Task to carry out: A faithful transcription of the entries below is required.

::::

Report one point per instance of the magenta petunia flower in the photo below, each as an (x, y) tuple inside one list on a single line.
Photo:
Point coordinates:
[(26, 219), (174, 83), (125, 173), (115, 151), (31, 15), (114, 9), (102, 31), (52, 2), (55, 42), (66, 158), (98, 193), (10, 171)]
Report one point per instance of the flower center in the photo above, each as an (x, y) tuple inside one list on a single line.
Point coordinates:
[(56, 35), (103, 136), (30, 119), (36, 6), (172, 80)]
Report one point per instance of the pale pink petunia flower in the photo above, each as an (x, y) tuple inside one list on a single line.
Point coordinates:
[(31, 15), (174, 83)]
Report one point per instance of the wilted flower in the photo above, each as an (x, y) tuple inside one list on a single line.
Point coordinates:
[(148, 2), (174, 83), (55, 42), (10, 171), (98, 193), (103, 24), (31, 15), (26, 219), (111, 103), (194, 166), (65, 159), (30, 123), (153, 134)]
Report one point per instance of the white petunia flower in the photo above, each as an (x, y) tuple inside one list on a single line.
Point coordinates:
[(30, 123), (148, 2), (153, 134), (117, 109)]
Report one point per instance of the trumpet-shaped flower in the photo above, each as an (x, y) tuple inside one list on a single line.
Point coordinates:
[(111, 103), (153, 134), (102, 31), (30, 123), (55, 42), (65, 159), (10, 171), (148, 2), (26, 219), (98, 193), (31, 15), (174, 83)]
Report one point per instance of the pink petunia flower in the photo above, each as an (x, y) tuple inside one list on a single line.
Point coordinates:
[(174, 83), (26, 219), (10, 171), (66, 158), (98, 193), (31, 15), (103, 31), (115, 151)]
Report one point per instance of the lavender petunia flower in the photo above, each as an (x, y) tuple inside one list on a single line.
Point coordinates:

::::

Solution to the exercise:
Report one point per instance of the magenta petunia flower in the photo below, each as an (x, y) tuple inside one list on a single line.
Photo:
Point coordinates:
[(26, 219), (174, 83), (125, 173), (115, 151), (31, 15), (114, 9), (102, 31), (52, 2), (55, 42), (66, 158), (98, 193), (10, 171)]
Report one point per instance of the flower center in the photo above, each as an (x, y) tuple inside one list on a single line.
Point coordinates:
[(56, 35), (103, 136), (30, 119), (36, 6), (172, 80)]
Report one point per instance of the pale pink petunia flower in the photo above, each as an (x, y) tuple inside one list on a single line.
Point coordinates:
[(31, 15), (174, 83)]
Report one point per instance of the wilted flower in the photo above, each as an (x, y) tuple inside one list on a single line.
Point coordinates:
[(148, 2), (174, 83), (55, 42), (10, 171), (98, 193), (103, 24), (31, 15), (26, 219), (111, 103), (194, 166), (65, 159), (30, 123), (153, 134)]
Report one point per instance of the white petunia flower in the photo above, each as an (x, y) tuple inside one list on a single line.
Point coordinates:
[(30, 123), (148, 2), (153, 134), (117, 109)]
Report one point per instance of the trumpet-shaped flower in the photo above, each as an (x, y) tuple inside one list on a single line.
Point coordinates:
[(111, 103), (153, 134), (102, 31), (30, 123), (55, 42), (65, 159), (10, 171), (148, 2), (26, 219), (98, 193), (31, 15), (174, 83)]
Report one point per instance of the pink petunia flower in the photo above, each as an (x, y) tuple inside one list on a single line.
Point coordinates:
[(174, 83), (26, 219), (10, 171), (66, 158), (98, 193), (31, 15), (103, 31), (115, 151)]
Report one point per instance of the lavender petunia flower in the photo above, each as an (x, y) tuple inside one list on a single line.
Point coordinates:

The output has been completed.